> _YOUR OBJECTIVE_
In the entries from the line containing "# test: mark one point on the forearm, one" through the end of the entries, inclusive, substitute "occurrence" for each "instance". Reproduce only those lines, with nothing else altered.

:: RECORDS ::

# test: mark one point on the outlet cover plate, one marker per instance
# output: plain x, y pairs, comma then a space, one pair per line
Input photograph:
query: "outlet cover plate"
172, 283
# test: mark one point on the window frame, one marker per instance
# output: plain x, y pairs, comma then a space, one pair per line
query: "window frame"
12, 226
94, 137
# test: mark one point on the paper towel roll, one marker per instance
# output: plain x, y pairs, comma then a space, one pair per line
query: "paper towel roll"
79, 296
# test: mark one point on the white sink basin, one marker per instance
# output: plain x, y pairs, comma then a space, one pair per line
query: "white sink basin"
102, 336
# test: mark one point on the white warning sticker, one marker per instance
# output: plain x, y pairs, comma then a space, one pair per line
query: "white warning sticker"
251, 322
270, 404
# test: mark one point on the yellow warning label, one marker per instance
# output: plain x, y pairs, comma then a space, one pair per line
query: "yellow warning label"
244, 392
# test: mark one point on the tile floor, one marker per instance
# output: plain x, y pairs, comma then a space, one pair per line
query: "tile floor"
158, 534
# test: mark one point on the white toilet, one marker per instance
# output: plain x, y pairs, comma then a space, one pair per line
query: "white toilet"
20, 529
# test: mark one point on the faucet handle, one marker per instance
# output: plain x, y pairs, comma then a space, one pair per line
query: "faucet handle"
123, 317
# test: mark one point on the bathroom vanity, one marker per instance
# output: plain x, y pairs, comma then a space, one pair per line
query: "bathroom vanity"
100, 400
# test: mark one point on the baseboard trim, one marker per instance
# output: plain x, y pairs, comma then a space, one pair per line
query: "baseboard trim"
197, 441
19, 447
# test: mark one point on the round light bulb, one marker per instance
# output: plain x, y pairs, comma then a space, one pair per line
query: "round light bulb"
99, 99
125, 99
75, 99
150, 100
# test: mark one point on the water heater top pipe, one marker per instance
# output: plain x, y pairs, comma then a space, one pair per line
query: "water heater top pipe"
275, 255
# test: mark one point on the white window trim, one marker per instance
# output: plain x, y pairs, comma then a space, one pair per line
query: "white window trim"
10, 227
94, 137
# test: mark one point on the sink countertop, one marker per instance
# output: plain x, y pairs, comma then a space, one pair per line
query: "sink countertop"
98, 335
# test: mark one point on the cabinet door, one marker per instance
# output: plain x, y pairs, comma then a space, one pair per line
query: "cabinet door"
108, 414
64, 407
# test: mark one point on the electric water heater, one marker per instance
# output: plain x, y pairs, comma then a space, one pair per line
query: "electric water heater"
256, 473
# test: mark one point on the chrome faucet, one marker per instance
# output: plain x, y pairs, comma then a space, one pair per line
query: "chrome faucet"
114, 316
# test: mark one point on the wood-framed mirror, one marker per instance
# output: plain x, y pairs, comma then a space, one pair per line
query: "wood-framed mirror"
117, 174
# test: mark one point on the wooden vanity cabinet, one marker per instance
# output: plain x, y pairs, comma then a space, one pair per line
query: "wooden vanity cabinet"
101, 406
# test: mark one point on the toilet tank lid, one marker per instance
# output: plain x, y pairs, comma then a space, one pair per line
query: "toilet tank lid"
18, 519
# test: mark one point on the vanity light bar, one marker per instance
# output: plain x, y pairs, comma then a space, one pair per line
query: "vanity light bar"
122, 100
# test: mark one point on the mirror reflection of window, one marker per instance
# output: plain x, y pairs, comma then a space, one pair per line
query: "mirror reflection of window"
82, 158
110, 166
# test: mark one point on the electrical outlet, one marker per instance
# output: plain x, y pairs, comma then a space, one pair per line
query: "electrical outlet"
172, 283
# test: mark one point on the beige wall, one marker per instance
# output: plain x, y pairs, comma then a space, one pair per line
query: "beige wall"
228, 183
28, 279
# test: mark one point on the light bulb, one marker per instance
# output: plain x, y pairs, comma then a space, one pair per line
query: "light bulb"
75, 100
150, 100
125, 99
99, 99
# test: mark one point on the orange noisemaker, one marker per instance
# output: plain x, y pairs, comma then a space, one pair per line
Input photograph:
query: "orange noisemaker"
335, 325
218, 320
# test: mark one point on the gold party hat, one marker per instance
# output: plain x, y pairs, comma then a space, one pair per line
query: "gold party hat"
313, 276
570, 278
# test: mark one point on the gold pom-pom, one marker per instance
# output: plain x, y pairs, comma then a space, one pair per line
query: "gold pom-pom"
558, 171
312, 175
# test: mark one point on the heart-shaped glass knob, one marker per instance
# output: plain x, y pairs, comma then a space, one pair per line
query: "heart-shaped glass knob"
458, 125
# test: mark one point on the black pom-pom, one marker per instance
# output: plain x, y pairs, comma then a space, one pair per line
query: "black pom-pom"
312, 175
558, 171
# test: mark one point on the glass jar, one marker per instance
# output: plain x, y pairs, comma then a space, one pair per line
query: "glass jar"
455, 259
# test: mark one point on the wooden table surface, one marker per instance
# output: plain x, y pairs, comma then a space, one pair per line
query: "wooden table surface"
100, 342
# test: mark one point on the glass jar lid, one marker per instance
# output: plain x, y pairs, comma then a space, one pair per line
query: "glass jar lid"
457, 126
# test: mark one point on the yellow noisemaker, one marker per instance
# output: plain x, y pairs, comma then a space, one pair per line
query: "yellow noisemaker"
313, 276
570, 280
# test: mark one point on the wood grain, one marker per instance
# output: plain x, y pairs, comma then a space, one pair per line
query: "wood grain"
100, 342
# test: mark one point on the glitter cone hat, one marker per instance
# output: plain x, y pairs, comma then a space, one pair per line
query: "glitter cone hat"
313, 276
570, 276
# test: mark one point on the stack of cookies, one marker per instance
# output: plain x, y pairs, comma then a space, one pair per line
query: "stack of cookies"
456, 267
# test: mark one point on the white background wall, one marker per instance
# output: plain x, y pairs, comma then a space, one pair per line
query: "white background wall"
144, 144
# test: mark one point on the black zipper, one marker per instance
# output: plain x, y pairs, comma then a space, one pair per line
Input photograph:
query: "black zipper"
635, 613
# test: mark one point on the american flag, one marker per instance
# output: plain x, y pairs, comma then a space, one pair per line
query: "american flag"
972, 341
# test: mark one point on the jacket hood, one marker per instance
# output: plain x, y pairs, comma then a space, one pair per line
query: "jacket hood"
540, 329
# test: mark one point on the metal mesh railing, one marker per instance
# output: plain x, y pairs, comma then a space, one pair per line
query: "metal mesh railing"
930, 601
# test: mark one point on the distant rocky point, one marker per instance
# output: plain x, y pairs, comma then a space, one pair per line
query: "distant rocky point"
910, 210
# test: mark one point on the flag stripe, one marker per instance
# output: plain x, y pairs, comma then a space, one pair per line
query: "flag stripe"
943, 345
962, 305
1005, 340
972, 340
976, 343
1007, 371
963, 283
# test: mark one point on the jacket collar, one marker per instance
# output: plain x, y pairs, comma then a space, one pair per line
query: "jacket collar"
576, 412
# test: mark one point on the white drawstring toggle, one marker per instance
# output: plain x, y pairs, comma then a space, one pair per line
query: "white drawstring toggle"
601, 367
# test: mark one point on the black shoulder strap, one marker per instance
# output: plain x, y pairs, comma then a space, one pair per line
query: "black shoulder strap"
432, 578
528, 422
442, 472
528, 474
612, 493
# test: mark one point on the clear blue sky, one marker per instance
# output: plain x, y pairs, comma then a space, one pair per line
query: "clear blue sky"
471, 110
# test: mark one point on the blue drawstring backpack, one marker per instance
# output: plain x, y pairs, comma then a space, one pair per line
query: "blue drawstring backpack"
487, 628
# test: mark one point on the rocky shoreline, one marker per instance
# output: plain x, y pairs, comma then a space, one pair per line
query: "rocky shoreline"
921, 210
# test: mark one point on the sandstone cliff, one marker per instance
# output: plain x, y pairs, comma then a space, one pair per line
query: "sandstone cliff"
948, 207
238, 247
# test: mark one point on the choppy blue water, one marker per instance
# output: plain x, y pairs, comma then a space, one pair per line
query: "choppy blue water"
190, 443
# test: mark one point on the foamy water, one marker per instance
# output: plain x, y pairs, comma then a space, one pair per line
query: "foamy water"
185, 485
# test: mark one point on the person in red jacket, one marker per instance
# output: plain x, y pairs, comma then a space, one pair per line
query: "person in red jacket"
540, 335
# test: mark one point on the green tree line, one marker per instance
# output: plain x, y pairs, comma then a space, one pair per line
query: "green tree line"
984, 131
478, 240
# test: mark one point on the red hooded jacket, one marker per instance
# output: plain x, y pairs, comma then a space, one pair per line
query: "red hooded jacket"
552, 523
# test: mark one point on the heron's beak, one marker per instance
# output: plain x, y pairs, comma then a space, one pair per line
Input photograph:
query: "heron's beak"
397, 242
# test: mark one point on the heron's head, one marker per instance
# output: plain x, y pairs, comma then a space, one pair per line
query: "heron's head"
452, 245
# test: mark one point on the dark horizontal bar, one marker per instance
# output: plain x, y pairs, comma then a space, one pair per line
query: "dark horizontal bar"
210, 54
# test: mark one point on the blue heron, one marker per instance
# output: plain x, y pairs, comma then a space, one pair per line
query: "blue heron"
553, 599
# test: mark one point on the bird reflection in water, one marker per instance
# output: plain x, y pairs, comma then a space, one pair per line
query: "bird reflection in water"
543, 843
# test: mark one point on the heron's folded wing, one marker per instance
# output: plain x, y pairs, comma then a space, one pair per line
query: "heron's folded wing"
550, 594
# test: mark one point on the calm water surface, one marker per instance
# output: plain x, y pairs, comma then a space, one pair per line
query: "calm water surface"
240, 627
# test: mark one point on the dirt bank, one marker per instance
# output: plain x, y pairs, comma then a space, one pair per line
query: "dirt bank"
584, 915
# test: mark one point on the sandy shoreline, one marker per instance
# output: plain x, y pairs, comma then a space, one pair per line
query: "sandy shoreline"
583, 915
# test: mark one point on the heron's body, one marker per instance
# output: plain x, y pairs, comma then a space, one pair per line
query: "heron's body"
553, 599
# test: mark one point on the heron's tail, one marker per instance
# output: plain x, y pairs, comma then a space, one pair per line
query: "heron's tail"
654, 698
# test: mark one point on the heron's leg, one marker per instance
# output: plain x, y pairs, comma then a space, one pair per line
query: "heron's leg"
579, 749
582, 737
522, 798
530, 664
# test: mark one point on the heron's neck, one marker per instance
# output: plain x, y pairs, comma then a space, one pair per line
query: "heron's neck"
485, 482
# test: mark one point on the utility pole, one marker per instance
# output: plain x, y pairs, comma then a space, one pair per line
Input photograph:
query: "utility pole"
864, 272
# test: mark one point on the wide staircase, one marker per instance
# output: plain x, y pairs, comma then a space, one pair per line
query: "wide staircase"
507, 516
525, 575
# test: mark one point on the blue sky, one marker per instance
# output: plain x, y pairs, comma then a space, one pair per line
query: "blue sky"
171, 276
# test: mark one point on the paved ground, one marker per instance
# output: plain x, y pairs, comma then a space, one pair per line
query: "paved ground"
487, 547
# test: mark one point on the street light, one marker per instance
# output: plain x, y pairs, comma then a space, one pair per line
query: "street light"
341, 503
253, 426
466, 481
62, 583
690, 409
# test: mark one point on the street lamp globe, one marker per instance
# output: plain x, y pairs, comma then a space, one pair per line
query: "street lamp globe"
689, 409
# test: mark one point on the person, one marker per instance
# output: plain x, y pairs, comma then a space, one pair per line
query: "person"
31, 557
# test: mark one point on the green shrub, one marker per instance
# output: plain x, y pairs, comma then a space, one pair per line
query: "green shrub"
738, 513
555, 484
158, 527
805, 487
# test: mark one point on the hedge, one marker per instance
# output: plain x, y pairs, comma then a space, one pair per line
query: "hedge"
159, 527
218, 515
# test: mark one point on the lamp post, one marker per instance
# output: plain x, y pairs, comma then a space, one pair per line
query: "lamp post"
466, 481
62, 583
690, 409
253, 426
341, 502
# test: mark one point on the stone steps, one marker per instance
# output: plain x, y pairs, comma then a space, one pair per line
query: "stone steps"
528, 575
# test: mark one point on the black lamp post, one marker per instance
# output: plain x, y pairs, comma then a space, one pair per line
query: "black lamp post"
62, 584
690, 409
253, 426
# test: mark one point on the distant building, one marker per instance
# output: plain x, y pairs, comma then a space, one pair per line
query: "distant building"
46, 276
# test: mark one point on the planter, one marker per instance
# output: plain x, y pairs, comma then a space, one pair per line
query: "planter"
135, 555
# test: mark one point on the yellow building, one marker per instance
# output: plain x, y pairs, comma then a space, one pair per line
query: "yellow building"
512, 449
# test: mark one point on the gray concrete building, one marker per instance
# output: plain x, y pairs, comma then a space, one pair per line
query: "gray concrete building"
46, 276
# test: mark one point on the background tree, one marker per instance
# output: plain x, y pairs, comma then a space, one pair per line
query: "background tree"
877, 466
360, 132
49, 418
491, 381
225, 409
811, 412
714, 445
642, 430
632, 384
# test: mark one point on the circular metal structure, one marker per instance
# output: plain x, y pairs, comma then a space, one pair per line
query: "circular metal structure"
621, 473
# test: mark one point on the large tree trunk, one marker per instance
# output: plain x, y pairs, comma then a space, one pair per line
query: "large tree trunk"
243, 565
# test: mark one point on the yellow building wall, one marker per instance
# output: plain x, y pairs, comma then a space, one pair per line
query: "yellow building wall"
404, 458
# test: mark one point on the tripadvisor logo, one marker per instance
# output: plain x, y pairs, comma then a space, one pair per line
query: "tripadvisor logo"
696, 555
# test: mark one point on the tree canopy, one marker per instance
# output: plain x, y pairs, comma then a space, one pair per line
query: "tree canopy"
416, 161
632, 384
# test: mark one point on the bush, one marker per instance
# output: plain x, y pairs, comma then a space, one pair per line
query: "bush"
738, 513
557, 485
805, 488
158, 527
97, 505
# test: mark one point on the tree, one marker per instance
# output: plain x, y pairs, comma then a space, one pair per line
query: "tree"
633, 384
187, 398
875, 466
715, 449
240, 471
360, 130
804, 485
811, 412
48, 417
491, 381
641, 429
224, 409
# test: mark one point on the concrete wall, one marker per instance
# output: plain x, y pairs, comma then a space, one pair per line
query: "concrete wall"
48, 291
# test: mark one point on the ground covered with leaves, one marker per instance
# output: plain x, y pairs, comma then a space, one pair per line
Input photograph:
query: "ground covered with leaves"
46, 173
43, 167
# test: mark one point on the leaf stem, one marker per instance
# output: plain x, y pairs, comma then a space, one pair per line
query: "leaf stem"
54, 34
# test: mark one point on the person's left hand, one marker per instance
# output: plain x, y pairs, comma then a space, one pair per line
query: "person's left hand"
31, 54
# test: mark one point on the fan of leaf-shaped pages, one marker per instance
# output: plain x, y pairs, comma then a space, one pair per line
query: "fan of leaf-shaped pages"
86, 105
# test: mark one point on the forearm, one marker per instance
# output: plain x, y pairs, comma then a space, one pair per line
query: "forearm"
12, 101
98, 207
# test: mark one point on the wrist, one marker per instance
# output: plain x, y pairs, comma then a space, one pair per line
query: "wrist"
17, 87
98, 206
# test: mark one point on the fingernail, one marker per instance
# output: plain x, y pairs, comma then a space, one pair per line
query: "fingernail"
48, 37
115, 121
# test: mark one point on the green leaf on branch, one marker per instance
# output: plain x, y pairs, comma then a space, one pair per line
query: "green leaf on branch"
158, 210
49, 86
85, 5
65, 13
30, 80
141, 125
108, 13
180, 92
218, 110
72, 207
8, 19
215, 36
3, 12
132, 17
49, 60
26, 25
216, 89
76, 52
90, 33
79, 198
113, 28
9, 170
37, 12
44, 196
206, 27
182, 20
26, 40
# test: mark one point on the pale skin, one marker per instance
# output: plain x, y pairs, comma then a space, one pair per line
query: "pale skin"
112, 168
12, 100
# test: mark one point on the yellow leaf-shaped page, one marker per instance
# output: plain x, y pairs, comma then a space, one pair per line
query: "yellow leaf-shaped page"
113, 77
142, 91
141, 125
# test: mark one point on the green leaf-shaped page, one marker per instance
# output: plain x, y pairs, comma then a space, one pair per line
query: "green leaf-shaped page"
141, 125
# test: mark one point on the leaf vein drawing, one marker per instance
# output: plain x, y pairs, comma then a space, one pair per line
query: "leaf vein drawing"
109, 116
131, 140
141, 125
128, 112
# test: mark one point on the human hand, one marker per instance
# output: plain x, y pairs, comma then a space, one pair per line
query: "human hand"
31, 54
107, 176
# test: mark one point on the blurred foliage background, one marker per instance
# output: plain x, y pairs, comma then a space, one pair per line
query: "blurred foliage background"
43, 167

:::

> _RESULT BELOW_
# test: mark one point on the forearm, one marker per occurrence
# output: plain x, y pairs, comma then a space, one pair per line
query: "forearm"
12, 101
98, 207
# test: mark one point on the wrist, one marker per occurrence
# output: plain x, y pairs, comma then a space, one pair per line
query: "wrist"
17, 87
98, 206
# test: mark one point on the fingernail, one marker per occurrence
# output: plain x, y pairs, comma then a space, one pair per line
query: "fingernail"
48, 37
115, 121
# test: mark one point on the green leaf on branch, one marker per occurrence
# output: plain x, y pairs, comma then a space, one pair per line
query: "green leaf on branch"
158, 210
49, 86
85, 5
65, 13
30, 80
141, 125
108, 13
180, 92
218, 110
72, 207
8, 19
215, 36
3, 12
132, 17
49, 60
26, 25
216, 89
76, 52
90, 33
79, 198
113, 28
9, 170
37, 12
44, 196
206, 27
182, 20
26, 40
# test: mark one point on the pale skin, one marker per occurrence
# output: plain x, y pairs, comma then a space, one pair per line
query: "pale skin"
112, 168
12, 100
# test: mark one point on the yellow leaf-shaped page, one marker per occurrence
# output: plain x, y pairs, comma then a space, one pair per line
query: "yellow leaf-shaped page"
113, 77
142, 91
141, 125
# test: mark one point on the green leaf-shaped page, one marker per occurrence
# output: plain x, y pairs, comma then a space, one pair per line
query: "green leaf-shaped page"
141, 125
# test: mark one point on the leaf vein drawing, one marker per occurrence
# output: plain x, y pairs, comma then a space, one pair per line
query: "leaf vein drawing"
109, 116
131, 140
141, 125
128, 112
# test: mark one point on the human hand, one marker per occurrence
# output: plain x, y pairs, comma then a space, one pair per line
query: "human hand"
31, 54
107, 176
# test: mark one point on the blurred foliage background, one marker per occurrence
# output: plain x, y pairs, comma then a space, one pair per line
query: "blurred foliage background"
43, 167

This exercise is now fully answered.